**Source document**
1.14.2006

day 30 - undone

I’ve come undone, and not a moment too soon. He’s revealed Himself to me in a way that I’ve never experienced before, and in doing so, He’s yanked me back onto His path for my life.

He is holy. He is majestic. He is sovereign. He is YHWH.

I am not.

Enter Philippians 3:7-11 - 7But whatever was to my profit I now consider loss for the sake of Christ. 8What is more, I consider everything a loss compared to the surpassing greatness of knowing Christ Jesus my Lord, for whose sake I have lost all things. I consider them rubbish, that I may gain Christ 9and be found in him, not having a righteousness of my own that comes from the law, but that which is through faith in Christ—the righteousness that comes from God and is by faith. 10I want to know Christ and the power of his resurrection and the fellowship of sharing in his sufferings, becoming like him in his death, 11and so, somehow, to attain to the resurrection from the dead.

**Source data**
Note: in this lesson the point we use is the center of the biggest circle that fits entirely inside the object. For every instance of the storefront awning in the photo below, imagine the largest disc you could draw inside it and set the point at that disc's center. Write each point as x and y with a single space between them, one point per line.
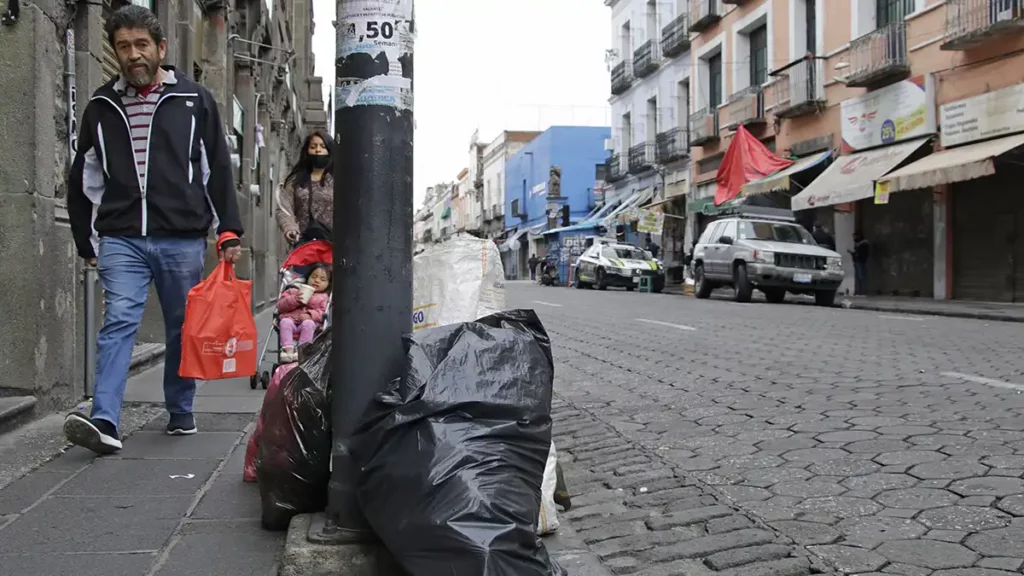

**About this exercise**
Decide whether each statement below agrees with the "day 30 - undone" entry. Answer yes or no for each, quoting the words of the entry that settle it: (a) The writer says the coming undone happened not a moment too soon. (b) The verses brought in are from Philippians 3:12-14. (c) In the quoted verses, the things lost are called rubbish.

**Written response**
(a) Yes: "I’ve come undone, and not a moment too soon."
(b) No: "Enter Philippians 3:7-11"
(c) Yes: "I consider them rubbish, that I may gain Christ"